Quote word for word from the line holding "# point at: blurred" to the last line below, including both, and omit any pictures.

(Location annotation dataset excerpts)
================
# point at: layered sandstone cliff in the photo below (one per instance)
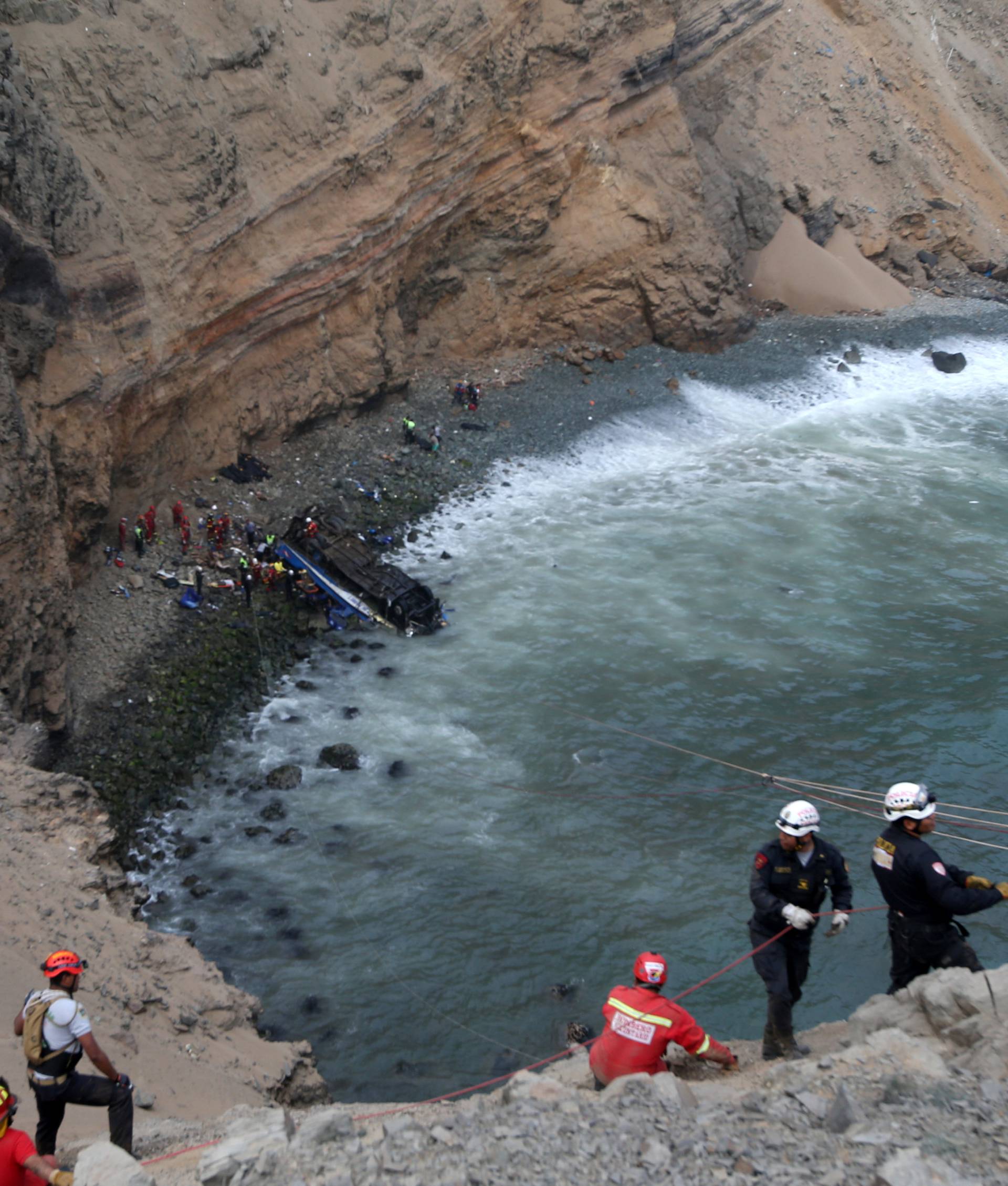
(223, 219)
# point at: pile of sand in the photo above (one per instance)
(820, 280)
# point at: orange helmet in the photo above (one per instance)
(63, 961)
(650, 968)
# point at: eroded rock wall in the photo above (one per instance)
(222, 221)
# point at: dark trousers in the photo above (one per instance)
(919, 945)
(784, 964)
(93, 1091)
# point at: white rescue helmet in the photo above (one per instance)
(799, 819)
(909, 801)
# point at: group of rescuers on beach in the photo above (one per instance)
(791, 877)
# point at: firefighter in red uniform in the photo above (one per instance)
(640, 1024)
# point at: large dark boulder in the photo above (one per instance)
(284, 778)
(341, 757)
(949, 365)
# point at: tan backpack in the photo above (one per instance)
(36, 1008)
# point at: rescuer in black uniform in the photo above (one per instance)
(790, 879)
(923, 893)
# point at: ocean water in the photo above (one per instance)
(807, 579)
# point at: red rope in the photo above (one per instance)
(552, 1058)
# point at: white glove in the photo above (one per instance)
(801, 920)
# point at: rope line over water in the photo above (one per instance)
(793, 785)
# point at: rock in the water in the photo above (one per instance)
(341, 757)
(107, 1165)
(949, 365)
(284, 778)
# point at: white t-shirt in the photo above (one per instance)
(66, 1022)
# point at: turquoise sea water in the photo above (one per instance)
(807, 579)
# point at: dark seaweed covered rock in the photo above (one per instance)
(341, 757)
(284, 778)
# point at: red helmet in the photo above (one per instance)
(8, 1102)
(63, 961)
(652, 968)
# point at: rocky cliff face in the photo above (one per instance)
(222, 221)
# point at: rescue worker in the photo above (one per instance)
(20, 1165)
(923, 893)
(790, 879)
(640, 1024)
(67, 1037)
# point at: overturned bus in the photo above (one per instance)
(358, 581)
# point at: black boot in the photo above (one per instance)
(771, 1043)
(780, 1019)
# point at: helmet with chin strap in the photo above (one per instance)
(8, 1104)
(909, 801)
(799, 819)
(60, 962)
(650, 968)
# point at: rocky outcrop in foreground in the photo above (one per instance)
(163, 1013)
(912, 1093)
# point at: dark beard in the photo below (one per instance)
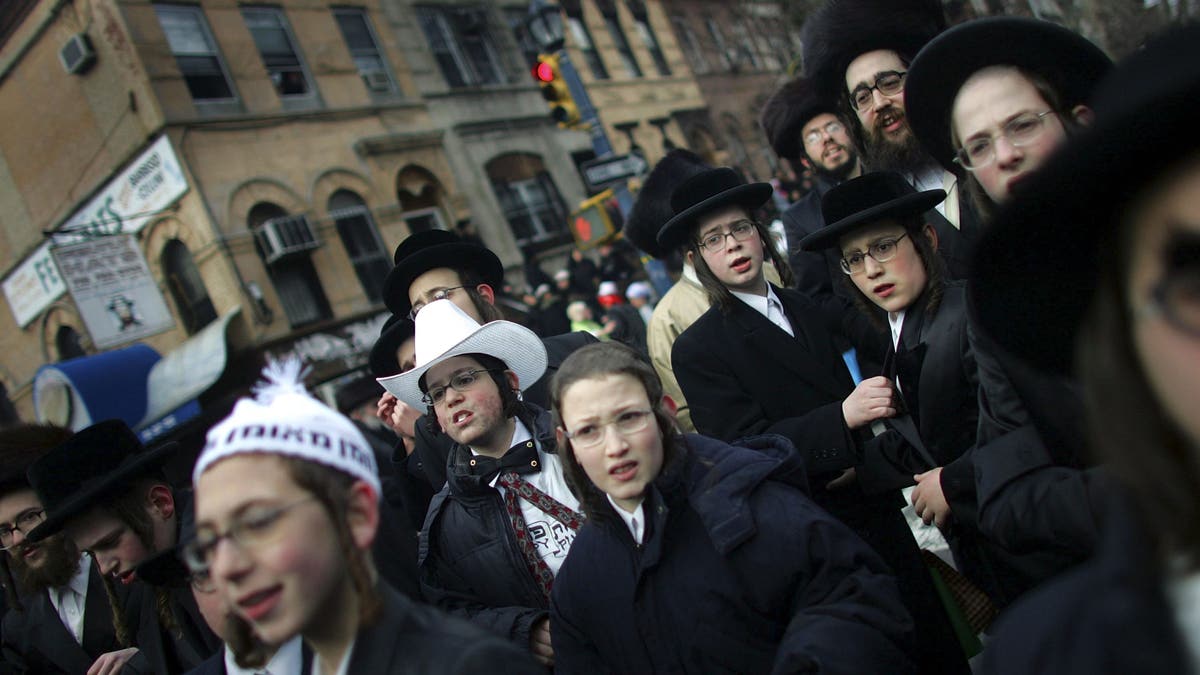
(906, 156)
(60, 565)
(841, 173)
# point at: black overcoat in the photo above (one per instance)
(745, 376)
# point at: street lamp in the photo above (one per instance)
(545, 24)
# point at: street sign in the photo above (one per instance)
(603, 172)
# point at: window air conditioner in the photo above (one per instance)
(377, 81)
(282, 237)
(77, 54)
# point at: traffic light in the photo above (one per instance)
(556, 91)
(597, 220)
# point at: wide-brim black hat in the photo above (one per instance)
(382, 359)
(652, 208)
(94, 464)
(841, 30)
(787, 111)
(1037, 268)
(703, 193)
(865, 199)
(1067, 60)
(436, 249)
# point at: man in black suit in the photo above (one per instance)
(433, 266)
(760, 360)
(60, 619)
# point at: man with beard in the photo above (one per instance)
(858, 53)
(807, 129)
(60, 617)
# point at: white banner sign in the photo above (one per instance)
(148, 185)
(113, 288)
(33, 286)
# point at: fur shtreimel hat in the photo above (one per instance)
(787, 111)
(841, 30)
(652, 209)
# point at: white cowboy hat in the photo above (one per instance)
(444, 330)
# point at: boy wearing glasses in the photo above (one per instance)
(859, 53)
(109, 495)
(59, 616)
(762, 360)
(498, 531)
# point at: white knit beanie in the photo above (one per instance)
(285, 419)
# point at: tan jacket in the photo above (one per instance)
(678, 309)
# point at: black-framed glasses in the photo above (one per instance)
(739, 231)
(460, 382)
(438, 294)
(627, 423)
(1176, 298)
(821, 133)
(251, 530)
(1019, 131)
(880, 251)
(889, 83)
(24, 524)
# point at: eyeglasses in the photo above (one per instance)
(819, 135)
(459, 381)
(889, 83)
(1176, 298)
(1019, 131)
(739, 231)
(202, 581)
(880, 251)
(439, 294)
(250, 530)
(627, 423)
(24, 524)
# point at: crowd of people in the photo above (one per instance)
(948, 426)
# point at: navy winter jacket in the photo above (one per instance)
(738, 572)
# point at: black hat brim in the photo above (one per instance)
(750, 196)
(102, 487)
(456, 256)
(910, 204)
(1037, 268)
(1067, 60)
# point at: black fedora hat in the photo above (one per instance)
(792, 106)
(91, 465)
(867, 199)
(382, 359)
(652, 208)
(703, 193)
(839, 31)
(433, 249)
(1036, 269)
(1067, 60)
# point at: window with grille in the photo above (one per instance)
(277, 49)
(196, 53)
(461, 45)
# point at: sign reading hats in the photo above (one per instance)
(1067, 60)
(703, 193)
(90, 466)
(868, 198)
(443, 332)
(431, 250)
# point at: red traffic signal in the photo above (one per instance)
(556, 91)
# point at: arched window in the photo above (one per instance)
(529, 199)
(285, 243)
(361, 240)
(69, 344)
(186, 287)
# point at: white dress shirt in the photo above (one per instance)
(71, 601)
(769, 306)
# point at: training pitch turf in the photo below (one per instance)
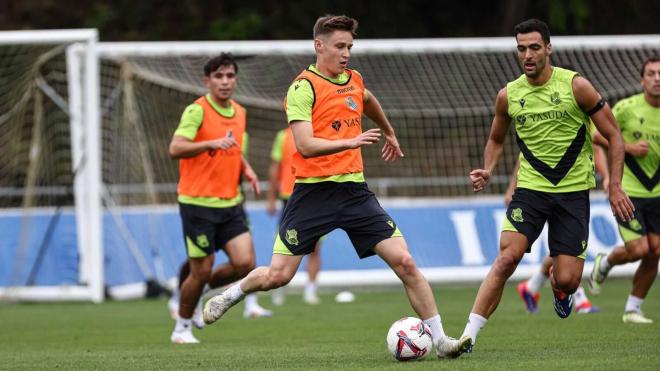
(135, 335)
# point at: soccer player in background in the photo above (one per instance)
(639, 119)
(282, 179)
(528, 290)
(206, 143)
(324, 107)
(550, 108)
(252, 308)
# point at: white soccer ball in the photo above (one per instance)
(409, 339)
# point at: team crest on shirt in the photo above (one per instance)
(292, 237)
(351, 103)
(202, 241)
(516, 215)
(554, 98)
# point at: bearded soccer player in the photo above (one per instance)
(639, 119)
(550, 108)
(324, 106)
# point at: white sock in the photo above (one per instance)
(604, 264)
(310, 288)
(250, 301)
(634, 304)
(537, 281)
(580, 296)
(475, 323)
(183, 324)
(235, 293)
(437, 332)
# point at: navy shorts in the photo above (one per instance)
(567, 215)
(316, 209)
(208, 229)
(647, 219)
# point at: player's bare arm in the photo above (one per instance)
(637, 149)
(372, 109)
(508, 196)
(310, 146)
(250, 175)
(498, 132)
(182, 147)
(273, 180)
(589, 101)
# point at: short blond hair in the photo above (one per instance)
(329, 23)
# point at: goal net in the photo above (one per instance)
(49, 166)
(111, 182)
(439, 95)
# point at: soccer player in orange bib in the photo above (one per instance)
(324, 107)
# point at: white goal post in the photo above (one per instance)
(123, 99)
(80, 103)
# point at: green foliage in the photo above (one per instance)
(135, 335)
(125, 20)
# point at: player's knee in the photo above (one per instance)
(505, 264)
(654, 250)
(278, 279)
(202, 273)
(405, 265)
(244, 266)
(638, 250)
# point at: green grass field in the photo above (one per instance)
(135, 335)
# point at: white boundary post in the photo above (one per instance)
(92, 117)
(86, 147)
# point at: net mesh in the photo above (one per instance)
(440, 103)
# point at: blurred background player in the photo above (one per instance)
(550, 108)
(324, 107)
(529, 290)
(639, 119)
(282, 179)
(252, 308)
(210, 167)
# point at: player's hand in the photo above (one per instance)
(391, 150)
(606, 184)
(479, 178)
(370, 136)
(621, 205)
(638, 149)
(508, 196)
(271, 209)
(223, 143)
(251, 177)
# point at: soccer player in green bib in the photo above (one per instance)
(550, 108)
(639, 119)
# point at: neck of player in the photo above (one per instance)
(543, 77)
(325, 71)
(224, 103)
(654, 101)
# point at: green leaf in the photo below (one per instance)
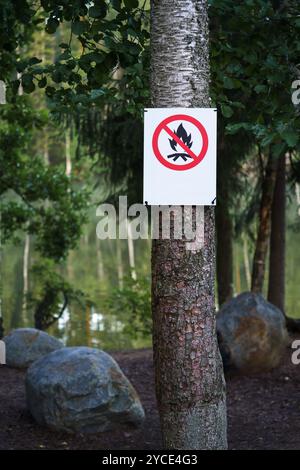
(34, 61)
(116, 4)
(131, 4)
(43, 82)
(261, 89)
(27, 83)
(96, 93)
(79, 27)
(226, 111)
(98, 11)
(52, 25)
(291, 137)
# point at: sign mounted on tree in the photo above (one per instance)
(180, 156)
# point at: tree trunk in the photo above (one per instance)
(277, 241)
(68, 153)
(189, 376)
(264, 225)
(246, 261)
(224, 249)
(131, 251)
(26, 274)
(120, 270)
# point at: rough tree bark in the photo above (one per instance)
(189, 375)
(224, 248)
(264, 225)
(276, 289)
(224, 229)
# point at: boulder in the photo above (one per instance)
(80, 389)
(26, 345)
(252, 334)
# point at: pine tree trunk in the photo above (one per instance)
(264, 225)
(246, 261)
(26, 274)
(277, 241)
(224, 249)
(189, 376)
(131, 254)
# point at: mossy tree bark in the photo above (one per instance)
(277, 241)
(189, 374)
(264, 225)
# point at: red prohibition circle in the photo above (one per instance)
(196, 159)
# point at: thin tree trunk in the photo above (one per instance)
(224, 248)
(120, 264)
(237, 276)
(189, 376)
(264, 225)
(68, 153)
(276, 290)
(100, 267)
(246, 262)
(26, 273)
(131, 251)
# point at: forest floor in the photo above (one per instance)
(263, 411)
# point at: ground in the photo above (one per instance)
(263, 411)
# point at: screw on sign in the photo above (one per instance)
(182, 142)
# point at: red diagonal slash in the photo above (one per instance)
(182, 144)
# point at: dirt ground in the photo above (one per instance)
(263, 411)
================
**Solution to this problem:**
# point at: blurred background player in the photo above (one per instance)
(550, 108)
(324, 107)
(529, 290)
(639, 119)
(282, 179)
(252, 308)
(210, 167)
# point at: player's hand in the photo above (one per instance)
(391, 150)
(606, 184)
(479, 178)
(370, 136)
(621, 205)
(638, 149)
(508, 196)
(271, 209)
(223, 143)
(251, 177)
# point at: soccer player in green bib in the photo above (one per instance)
(550, 108)
(639, 119)
# point at: neck of player in the photo above (one per instance)
(543, 77)
(325, 71)
(224, 103)
(654, 101)
# point at: green leaf in the photo below (one per instance)
(34, 61)
(116, 4)
(131, 4)
(43, 82)
(261, 89)
(27, 83)
(96, 93)
(79, 27)
(226, 111)
(98, 11)
(52, 25)
(291, 137)
# point at: sign mounted on tree in the photo above (one per instance)
(180, 156)
# point at: tree trunk in the photo above (one per instance)
(277, 241)
(68, 153)
(189, 376)
(264, 225)
(246, 261)
(224, 249)
(131, 251)
(26, 274)
(120, 270)
# point at: rough tree bark in the photo above (one per instance)
(189, 375)
(224, 248)
(264, 225)
(276, 289)
(224, 229)
# point at: boulder in the photo above (one per instance)
(80, 389)
(26, 345)
(252, 334)
# point at: pine tree trunk in the photo above (one per instance)
(264, 225)
(246, 261)
(26, 274)
(277, 241)
(224, 249)
(189, 376)
(131, 254)
# point at: mossy tree bark in the photo above (one per instance)
(277, 241)
(189, 374)
(264, 225)
# point at: red prohibition circle in the photo above (one per instance)
(196, 159)
# point at: thin tree trunk in the photo above (one per instance)
(224, 248)
(120, 264)
(237, 276)
(189, 376)
(264, 225)
(68, 153)
(276, 290)
(100, 267)
(246, 262)
(26, 273)
(131, 251)
# point at: forest floor in the photo above (one per instance)
(263, 411)
# point at: ground in the photo above (one per instance)
(263, 411)
# point at: screw on sign in the photo above (one per instance)
(182, 142)
# point at: red diagonal slash in the photo above (one per instance)
(182, 144)
# point at: dirt ground in the photo above (one per instance)
(263, 411)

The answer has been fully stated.